[Entries from a pointing dataset]
::::

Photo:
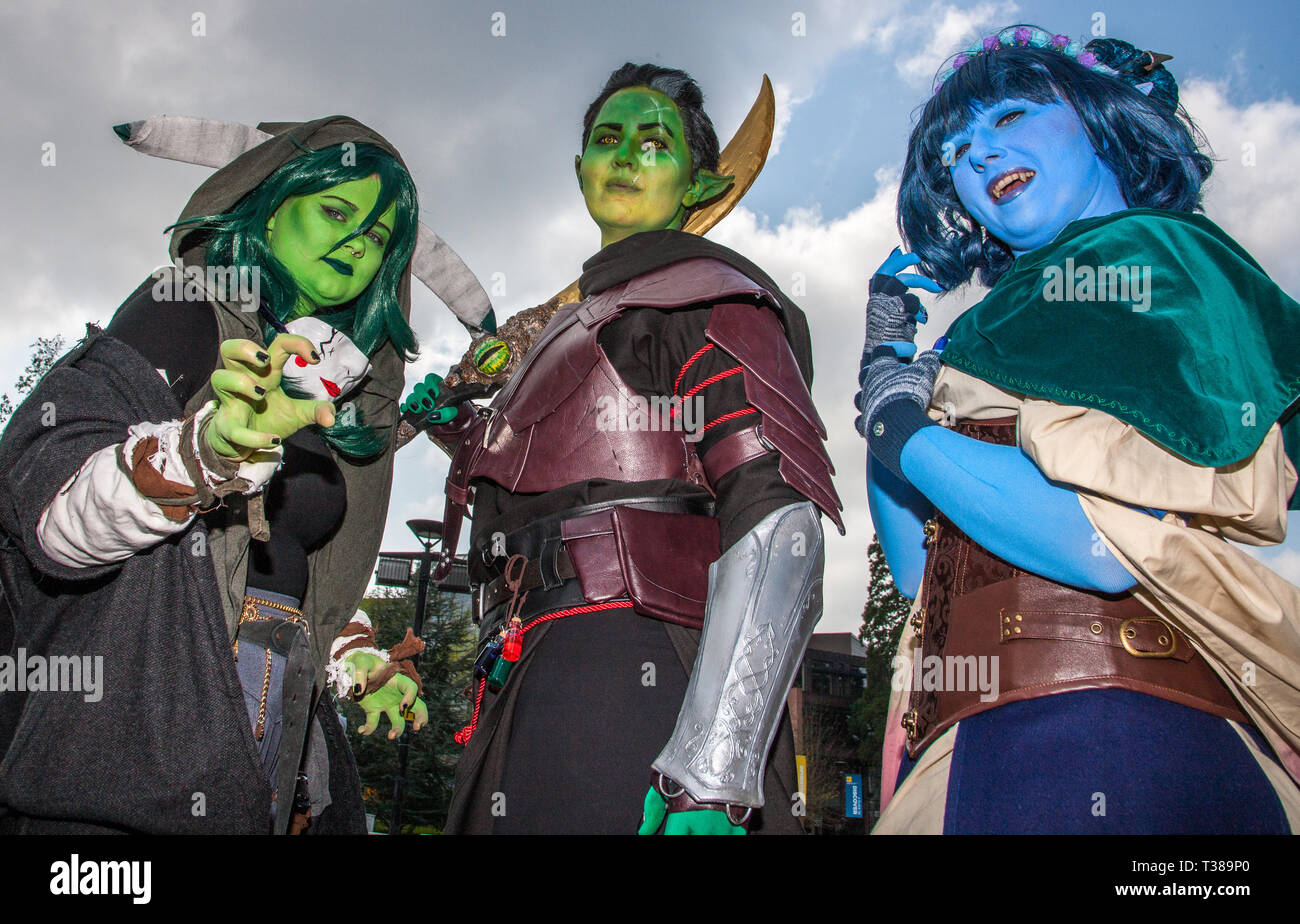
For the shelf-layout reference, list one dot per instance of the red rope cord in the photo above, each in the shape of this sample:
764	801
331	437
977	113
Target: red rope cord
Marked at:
464	734
711	380
693	358
728	416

::::

Aim of the exercise:
Please list each line of the records above that contains the string "rope", copying the lines in full. Letter case matters.

Worked answer:
For the shelf-layout reference, list one dot per instance of the red rope cord in the photo above, each in the shape of this sample:
Target: red rope cord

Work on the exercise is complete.